_PROBLEM TO SOLVE_: Reproduce word for word the portion of the material that begins with the line containing "Pick out the green wooden" and continues through the end of the material.

_SUPPLIED ENTRIES_:
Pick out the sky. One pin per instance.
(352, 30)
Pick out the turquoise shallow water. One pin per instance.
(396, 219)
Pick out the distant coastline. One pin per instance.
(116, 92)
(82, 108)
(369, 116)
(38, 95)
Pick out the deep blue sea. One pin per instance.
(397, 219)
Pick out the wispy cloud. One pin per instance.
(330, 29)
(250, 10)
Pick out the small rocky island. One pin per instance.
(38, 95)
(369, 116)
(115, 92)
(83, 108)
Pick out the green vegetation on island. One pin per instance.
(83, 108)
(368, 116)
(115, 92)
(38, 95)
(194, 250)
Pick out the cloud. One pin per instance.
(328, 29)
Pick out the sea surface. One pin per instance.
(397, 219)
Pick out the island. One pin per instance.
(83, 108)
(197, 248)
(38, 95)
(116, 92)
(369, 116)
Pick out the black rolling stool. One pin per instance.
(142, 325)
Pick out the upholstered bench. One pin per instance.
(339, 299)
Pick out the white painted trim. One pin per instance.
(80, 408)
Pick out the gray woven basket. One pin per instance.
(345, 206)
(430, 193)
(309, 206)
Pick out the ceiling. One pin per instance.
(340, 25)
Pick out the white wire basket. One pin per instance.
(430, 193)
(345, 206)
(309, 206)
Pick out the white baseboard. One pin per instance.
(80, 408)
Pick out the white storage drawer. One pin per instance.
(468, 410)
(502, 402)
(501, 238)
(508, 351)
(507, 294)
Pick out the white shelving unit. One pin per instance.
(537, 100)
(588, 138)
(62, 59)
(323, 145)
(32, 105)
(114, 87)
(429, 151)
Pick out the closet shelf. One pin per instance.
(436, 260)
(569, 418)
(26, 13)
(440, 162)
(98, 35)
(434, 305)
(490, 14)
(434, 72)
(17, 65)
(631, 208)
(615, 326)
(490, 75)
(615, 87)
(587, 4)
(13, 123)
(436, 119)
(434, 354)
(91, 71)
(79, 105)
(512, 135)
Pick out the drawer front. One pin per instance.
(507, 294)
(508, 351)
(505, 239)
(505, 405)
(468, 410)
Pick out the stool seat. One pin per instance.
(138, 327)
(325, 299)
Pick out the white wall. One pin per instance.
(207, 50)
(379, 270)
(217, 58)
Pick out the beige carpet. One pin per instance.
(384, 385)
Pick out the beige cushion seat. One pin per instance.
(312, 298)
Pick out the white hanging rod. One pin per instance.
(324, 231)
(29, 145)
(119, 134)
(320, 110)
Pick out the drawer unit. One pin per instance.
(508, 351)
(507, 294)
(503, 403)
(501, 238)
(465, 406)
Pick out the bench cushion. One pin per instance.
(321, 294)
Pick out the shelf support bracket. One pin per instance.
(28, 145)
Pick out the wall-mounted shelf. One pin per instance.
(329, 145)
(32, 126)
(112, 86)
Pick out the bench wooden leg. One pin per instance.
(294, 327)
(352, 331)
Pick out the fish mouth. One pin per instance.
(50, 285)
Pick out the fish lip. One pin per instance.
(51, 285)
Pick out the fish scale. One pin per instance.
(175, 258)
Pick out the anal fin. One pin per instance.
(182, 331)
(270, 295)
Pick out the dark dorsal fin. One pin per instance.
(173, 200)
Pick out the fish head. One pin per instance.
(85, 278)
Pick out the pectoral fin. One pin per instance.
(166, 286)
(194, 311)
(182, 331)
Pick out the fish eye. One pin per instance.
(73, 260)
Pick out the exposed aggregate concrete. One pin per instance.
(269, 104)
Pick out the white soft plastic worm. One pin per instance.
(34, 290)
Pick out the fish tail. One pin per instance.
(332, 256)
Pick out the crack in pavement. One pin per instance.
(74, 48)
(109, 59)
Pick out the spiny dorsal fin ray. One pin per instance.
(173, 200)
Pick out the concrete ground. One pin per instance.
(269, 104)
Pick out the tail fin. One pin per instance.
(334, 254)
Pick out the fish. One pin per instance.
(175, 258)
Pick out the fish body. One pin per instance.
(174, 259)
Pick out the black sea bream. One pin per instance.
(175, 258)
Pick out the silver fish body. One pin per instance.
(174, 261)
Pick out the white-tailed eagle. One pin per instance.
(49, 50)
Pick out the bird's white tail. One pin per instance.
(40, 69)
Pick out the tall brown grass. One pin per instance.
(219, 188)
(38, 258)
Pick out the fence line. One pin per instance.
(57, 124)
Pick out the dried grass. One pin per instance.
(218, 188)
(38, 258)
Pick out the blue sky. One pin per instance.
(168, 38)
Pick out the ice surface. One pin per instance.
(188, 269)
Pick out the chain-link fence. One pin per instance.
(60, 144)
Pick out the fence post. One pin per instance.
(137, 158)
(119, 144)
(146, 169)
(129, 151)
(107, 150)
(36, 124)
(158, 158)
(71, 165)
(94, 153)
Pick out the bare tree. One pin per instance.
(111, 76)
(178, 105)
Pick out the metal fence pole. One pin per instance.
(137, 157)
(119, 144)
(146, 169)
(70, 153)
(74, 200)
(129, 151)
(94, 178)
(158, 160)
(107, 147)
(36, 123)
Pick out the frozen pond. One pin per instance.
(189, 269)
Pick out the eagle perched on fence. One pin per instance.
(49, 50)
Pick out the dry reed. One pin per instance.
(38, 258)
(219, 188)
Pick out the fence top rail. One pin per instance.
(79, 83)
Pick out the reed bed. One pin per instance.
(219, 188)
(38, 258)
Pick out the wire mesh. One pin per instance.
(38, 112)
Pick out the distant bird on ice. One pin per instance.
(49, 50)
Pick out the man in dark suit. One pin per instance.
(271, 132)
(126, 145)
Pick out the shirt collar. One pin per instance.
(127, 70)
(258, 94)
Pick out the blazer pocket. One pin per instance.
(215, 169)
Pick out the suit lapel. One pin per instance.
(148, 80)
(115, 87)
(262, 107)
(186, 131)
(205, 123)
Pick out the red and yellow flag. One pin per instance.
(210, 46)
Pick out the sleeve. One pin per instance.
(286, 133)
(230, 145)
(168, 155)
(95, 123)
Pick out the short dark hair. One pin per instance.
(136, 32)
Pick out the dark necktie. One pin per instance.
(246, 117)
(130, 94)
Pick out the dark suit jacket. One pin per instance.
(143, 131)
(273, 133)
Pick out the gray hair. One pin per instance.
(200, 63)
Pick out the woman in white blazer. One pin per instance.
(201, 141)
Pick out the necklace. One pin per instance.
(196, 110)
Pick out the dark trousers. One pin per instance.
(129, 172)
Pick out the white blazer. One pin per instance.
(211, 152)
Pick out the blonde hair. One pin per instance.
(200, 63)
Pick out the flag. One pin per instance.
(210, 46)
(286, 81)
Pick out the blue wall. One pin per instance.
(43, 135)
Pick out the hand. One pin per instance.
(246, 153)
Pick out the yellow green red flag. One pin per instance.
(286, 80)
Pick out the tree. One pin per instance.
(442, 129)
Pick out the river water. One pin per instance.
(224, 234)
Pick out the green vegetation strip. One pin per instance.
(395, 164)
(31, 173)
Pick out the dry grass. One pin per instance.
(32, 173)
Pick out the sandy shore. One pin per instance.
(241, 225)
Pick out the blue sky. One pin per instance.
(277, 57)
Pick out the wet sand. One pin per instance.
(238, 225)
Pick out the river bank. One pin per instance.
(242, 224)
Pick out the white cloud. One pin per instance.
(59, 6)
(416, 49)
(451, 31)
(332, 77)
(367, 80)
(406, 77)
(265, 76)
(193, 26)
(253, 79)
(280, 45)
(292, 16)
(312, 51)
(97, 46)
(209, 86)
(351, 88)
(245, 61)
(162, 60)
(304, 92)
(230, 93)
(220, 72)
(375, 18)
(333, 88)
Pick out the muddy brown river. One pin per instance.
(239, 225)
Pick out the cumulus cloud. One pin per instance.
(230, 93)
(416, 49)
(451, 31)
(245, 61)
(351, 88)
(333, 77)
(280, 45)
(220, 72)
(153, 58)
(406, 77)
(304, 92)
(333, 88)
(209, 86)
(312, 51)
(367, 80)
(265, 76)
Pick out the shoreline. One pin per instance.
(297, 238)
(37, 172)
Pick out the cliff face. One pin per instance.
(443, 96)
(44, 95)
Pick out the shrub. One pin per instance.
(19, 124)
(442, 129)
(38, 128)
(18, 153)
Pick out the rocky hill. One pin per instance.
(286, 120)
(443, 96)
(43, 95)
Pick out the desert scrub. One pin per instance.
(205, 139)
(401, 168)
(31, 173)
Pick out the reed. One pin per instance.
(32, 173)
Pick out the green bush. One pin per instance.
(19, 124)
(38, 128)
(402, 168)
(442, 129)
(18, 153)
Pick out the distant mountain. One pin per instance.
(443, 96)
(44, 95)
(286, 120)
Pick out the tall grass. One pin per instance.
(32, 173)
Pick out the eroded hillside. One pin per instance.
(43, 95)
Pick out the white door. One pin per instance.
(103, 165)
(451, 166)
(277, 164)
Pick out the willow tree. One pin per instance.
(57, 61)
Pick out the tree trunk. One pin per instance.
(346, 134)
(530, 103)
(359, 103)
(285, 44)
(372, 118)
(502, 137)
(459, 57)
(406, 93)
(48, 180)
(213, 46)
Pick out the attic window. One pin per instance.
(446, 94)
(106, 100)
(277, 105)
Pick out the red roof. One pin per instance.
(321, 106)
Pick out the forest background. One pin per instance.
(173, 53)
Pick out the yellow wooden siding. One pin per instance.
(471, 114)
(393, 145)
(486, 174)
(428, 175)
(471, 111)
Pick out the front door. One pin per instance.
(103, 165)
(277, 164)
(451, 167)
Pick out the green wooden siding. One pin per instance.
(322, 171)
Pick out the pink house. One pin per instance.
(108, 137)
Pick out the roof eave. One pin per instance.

_FINISHED ANSWER_:
Pick out the green wooden siding. One pin per instance.
(322, 171)
Pick out the pink house. One pin per instance.
(108, 137)
Pick out the roof eave. One pin per instance.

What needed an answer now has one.